Work to complete:
Reproduce only the lines from the one containing "example: [300, 566]" through the end of the entries, substituting "juice box" for "milk carton" and leaving everything else unchanged.

Records shown:

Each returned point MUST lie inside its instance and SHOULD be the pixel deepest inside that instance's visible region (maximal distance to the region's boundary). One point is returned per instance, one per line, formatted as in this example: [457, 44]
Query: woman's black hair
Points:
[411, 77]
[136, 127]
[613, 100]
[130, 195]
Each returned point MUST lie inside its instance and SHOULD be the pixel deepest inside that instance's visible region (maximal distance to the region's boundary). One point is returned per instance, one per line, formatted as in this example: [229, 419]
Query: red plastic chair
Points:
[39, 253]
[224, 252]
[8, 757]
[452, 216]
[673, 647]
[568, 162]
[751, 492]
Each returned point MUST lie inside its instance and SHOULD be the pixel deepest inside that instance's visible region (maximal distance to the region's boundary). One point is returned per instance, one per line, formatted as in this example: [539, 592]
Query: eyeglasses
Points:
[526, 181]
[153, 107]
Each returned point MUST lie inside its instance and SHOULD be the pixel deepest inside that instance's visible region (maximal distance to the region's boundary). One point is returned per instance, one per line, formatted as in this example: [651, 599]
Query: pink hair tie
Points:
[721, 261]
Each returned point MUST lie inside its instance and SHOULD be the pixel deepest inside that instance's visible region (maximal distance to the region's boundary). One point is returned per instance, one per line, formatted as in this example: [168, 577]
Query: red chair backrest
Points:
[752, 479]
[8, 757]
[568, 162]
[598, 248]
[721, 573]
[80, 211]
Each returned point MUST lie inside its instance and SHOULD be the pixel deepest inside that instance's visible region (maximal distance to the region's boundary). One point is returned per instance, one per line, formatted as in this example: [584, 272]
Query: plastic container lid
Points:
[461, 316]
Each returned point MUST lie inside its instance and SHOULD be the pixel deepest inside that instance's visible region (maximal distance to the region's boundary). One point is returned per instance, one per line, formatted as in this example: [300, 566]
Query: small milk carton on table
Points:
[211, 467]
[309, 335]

Output of the task:
Each returned point MUST lie inside its instance and SHOULD be the pixel deepest inside that instance's visible region (maximal distance to the region's boundary). One point is returned per instance, one per line, formatted as in this example: [300, 566]
Query: small juice box on table
Points:
[211, 467]
[309, 335]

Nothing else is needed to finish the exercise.